Given text:
=== Begin Enclosure ===

October 6, 2010

posted Oct 13, 2010, 5:14 PM by EmanuelaleunamE

Skies were yet again cloudy, so we were treated to a Powerpoint presentation by Donna on the topic of astrobiology. We discussed the possibility of life existing sometime in the past or currently on Mars (whose smoothened rocks suggest the existence of water at some point in its history, ALH84001 meteorite possibly shows bacteria-like structures, and Nakhla meteorite contains hydrocarbons), Titan (covered with liquid CH4 that could compare to liquid H2O), Europa (covered with ice and possibly having an ocean filled with life underneath the surface), and the newly-discovered Earth-like extrasolar planet Gliese 581g. We also touched on the possibility of silicon-based life toward the end of the presentation.

September 29 2010

posted Sep 29, 2010, 6:09 PM by Christopher Leeney   [ updated Sep 29, 2010, 7:15 PM ]

  • Overcast, no telescope today
  • T-shirts are out, because SGA funding ran out
  • Greg gave a powerpoint presentation on some aspects of the search for extrasolar planets, to celebrate the discovery of the first extrasolar planet found in the habitable zone.
  • Watched a short NASA video on Kepler (http://www.youtube.com/watch?v=MdodLNvlo4M)
    • Kepler uses very wide-field (10 degree x 10 degree) photometry with a 96 megapixel CCD that detects very accurately and with low noise variations in brightness, in order to detect planetary transits of stars.
  • Watched a video on interesting astronomical questions from Sixty Symbols.
  • Listened to a podcast and watched a slideshow.
  • Looked at Formalhaut after some interesting discussion about solar system physics and wild hypotheticals.

September 22 2010

posted Sep 23, 2010, 11:20 AM by Christopher Leeney   [ updated Sep 23, 2010, 2:31 PM ]

  • Thunderstorms closeby north and south of our location at 8:30. Rain at 9:00. Faculty advisor gone.  No telescope today.
  • Decided on a T-shirt design
  • Watched Carl Sagan's Cosmos (chapter 11: The Persistence of Memory)

September 15 2010

posted Sep 20, 2010, 8:09 PM by Christopher Leeney   [ updated Sep 22, 2010, 6:39 PM ]

  • Spent the beginning of the meeting fixing and questioning whether we had fixed the major misalignment problem the scope suffered over the weekend. 
  • Chris gave a short lecture on narrow-band astrophotography, light pollution, and false-color imagery.  Hope was offered that we would be able to use existing narrow-band filters in a classic configuration called the Hubble Palette.  We picked out the requisite filters, one for Hydrogen Alpha, one for Oxygen III, and one for Sulfur II, but learned that placing them in the filter wheel would require some significant disassembly.  We decided to try and use what was already in the wheel.

=== End Enclosure ===

Your tasks:
[1] Swap "Rain" for "Drizzle" and reproduce everything in the club log from "posted Sep 23, 2010, 11:20" down to "No telescope today.".
[2] Translate this sentence from the club log into Spanish: "We decided to try and use what was already in the wheel."

[Dataset entries]
=== Begin Enclosure ===

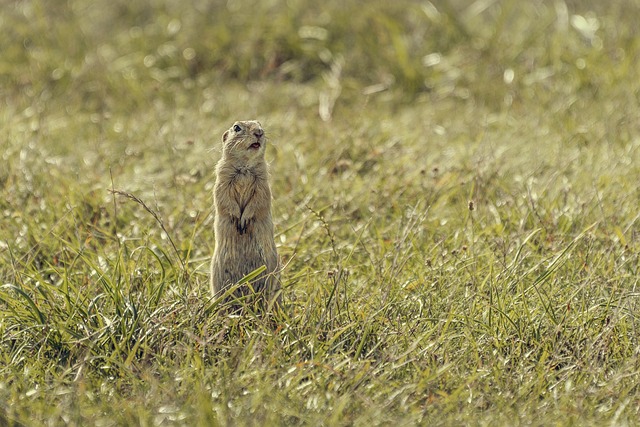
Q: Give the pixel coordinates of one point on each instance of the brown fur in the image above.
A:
(243, 224)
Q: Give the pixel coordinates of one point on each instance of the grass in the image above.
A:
(455, 199)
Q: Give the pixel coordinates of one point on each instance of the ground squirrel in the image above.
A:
(243, 224)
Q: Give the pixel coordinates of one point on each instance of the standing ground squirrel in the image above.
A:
(243, 225)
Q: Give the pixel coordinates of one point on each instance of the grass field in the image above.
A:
(456, 201)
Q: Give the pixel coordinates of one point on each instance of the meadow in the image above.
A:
(456, 204)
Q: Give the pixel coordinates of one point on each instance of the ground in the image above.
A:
(456, 205)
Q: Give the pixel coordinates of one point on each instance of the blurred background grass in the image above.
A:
(387, 119)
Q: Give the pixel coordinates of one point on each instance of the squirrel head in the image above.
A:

=== End Enclosure ===

Task solutions:
[1]
posted Sep 23, 2010, 11:20 AM by Christopher Leeney   [ updated Sep 23, 2010, 2:31 PM ]

  • Thunderstorms closeby north and south of our location at 8:30. Drizzle at 9:00. Faculty advisor gone.  No telescope today.

[2] Decidimos intentar usar lo que ya estaba en la rueda.